**EXERCISE MATERIAL:**
════════════════════

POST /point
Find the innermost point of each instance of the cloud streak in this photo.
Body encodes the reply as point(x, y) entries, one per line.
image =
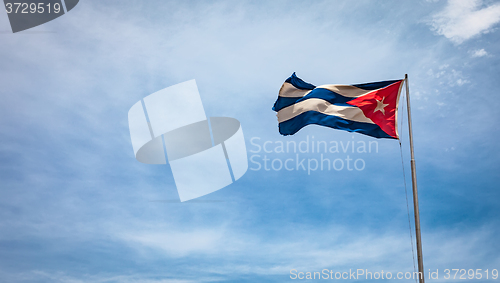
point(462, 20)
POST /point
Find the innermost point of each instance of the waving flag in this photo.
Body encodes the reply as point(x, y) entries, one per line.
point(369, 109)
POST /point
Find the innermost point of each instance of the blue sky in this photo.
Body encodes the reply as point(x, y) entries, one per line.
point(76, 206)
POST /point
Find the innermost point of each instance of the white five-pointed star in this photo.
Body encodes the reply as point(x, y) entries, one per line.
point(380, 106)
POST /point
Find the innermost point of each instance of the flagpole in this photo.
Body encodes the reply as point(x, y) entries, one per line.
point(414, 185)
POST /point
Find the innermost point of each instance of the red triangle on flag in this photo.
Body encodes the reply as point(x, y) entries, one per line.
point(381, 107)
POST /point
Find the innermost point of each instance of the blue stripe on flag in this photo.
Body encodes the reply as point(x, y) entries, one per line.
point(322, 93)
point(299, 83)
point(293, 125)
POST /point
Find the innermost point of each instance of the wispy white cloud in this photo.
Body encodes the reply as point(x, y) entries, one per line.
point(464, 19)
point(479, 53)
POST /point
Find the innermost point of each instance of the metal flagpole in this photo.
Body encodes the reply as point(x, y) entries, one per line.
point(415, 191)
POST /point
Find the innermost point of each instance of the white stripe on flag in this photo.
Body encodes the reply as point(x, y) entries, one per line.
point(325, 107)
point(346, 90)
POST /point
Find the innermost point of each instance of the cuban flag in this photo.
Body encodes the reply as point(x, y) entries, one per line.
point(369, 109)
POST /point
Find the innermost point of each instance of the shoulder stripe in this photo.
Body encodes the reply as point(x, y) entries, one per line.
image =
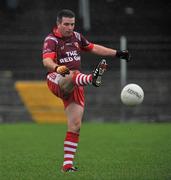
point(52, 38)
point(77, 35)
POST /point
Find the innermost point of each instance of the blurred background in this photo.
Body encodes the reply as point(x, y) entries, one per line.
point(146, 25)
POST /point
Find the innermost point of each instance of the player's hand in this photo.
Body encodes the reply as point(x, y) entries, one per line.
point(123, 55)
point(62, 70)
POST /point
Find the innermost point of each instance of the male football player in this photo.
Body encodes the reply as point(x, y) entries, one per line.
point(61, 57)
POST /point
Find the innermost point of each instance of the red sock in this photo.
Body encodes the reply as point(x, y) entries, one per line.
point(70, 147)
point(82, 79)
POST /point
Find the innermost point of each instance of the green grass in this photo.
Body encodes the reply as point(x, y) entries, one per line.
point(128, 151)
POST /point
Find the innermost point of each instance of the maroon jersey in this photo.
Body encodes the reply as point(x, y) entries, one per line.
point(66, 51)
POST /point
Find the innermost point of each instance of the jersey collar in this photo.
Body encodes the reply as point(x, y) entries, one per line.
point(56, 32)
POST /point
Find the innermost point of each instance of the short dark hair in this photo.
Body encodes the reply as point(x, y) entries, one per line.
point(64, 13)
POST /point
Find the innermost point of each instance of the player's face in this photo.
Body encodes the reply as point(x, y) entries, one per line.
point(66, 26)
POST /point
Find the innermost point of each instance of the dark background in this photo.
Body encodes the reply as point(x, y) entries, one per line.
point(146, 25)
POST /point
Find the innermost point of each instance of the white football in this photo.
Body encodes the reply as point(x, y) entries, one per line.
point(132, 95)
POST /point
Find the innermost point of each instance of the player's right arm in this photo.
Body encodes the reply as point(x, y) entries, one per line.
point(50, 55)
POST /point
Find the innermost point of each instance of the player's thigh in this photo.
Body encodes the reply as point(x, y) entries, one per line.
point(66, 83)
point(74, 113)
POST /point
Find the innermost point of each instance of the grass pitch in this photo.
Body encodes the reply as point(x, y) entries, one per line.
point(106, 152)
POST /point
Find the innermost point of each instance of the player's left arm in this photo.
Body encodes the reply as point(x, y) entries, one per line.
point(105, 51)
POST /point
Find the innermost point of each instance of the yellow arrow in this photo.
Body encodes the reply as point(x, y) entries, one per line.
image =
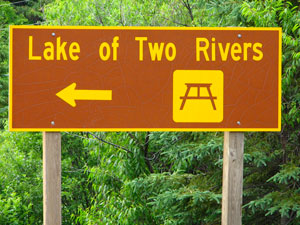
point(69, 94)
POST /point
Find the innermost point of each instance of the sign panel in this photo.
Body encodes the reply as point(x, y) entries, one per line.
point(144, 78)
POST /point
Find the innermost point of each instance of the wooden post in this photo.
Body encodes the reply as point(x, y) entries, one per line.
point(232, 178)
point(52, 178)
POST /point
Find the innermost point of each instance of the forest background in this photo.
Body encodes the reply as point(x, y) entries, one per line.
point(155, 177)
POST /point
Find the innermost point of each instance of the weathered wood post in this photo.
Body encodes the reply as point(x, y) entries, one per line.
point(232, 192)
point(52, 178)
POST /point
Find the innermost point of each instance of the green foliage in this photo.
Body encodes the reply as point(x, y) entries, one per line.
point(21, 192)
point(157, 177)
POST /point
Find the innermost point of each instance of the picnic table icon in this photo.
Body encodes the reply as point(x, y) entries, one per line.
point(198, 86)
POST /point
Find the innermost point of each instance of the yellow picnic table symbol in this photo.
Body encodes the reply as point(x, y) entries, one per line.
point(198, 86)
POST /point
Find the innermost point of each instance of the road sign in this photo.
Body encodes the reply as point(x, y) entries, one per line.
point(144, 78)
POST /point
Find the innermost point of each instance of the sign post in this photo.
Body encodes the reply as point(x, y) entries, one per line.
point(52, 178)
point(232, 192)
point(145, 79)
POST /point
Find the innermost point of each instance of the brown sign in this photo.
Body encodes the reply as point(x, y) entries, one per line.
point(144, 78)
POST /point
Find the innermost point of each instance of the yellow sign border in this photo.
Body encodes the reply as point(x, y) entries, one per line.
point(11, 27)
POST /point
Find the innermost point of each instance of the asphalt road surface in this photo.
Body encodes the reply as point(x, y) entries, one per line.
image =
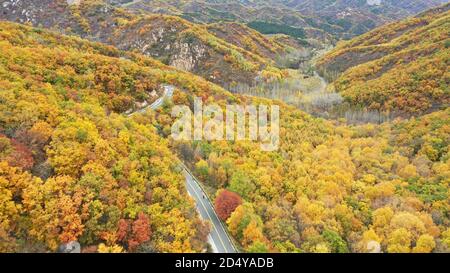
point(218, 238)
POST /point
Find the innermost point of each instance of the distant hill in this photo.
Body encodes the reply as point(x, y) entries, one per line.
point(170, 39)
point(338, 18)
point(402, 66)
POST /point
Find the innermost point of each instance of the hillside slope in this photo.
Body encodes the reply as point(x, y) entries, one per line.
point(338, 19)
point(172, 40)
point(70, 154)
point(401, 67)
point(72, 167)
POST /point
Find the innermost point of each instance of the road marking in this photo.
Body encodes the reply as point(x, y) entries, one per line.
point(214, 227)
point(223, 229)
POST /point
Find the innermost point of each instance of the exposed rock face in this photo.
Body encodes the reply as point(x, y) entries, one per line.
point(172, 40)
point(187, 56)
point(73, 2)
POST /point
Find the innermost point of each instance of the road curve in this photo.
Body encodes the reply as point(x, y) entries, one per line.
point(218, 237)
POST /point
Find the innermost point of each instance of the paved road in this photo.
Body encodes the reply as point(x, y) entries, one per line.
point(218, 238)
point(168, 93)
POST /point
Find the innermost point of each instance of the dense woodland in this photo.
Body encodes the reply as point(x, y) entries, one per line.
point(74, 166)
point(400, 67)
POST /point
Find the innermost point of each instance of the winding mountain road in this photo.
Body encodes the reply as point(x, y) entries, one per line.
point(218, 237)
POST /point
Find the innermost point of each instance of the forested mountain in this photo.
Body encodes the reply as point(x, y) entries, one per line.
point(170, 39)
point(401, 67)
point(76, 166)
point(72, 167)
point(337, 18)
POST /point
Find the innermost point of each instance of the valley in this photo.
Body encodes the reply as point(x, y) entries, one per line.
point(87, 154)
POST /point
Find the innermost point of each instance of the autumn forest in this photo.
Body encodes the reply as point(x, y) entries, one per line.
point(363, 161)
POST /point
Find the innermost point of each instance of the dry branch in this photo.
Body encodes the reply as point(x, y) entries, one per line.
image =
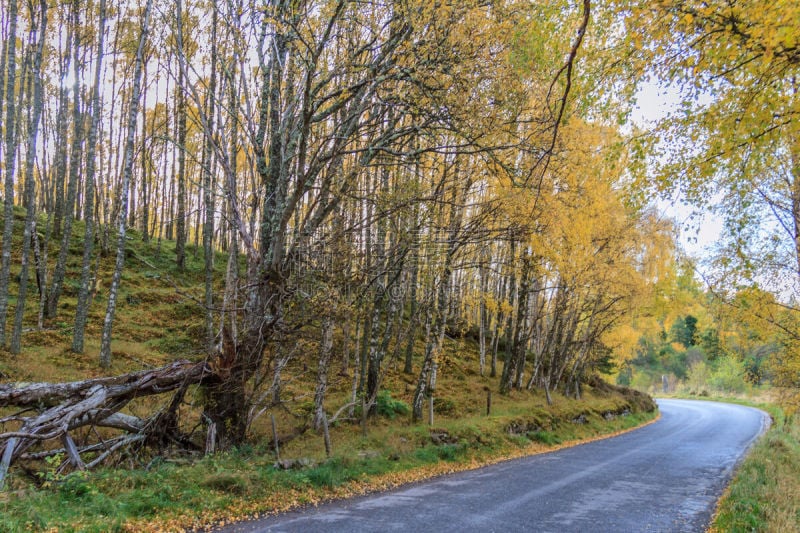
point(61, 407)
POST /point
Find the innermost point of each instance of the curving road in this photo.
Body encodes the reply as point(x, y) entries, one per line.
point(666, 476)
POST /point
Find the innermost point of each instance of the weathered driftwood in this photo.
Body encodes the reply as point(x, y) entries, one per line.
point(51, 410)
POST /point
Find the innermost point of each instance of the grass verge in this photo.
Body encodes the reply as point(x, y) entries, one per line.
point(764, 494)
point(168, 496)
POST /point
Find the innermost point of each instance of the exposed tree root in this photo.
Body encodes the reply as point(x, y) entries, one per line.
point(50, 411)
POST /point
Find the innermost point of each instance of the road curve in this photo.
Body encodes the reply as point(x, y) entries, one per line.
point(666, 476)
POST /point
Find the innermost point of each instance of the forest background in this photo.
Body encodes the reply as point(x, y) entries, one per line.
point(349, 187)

════════════════════

**WHAT IS BEING ASKED:** Please quote the entries above word for word, from the very start of the entries through the line containing "point(414, 185)", with both ends included. Omit the pictures from your answer.

**THE REPLY:**
POST /point
Find the innermost point of each instance of the cloud streak in this photo.
Body encodes the reply as point(x, y) entries, one per line.
image =
point(462, 20)
POST /point
Find the innermost point of each instance of the waving flag in this photo.
Body encodes the reply as point(x, y) entries, one per line.
point(369, 109)
POST /point
Find the innermost point of each instance of the blue sky in this photo.
Body encodes the reply as point(x, y) entries, one per line.
point(76, 206)
POST /point
Find the innermost point of each instance of the white five-pointed star in this photo.
Body encodes the reply as point(x, y) entries, one per line.
point(380, 106)
POST /point
Find the innermost point of each instance of the flagpole in this photo.
Body encodes the reply as point(x, y) entries, one per line.
point(414, 185)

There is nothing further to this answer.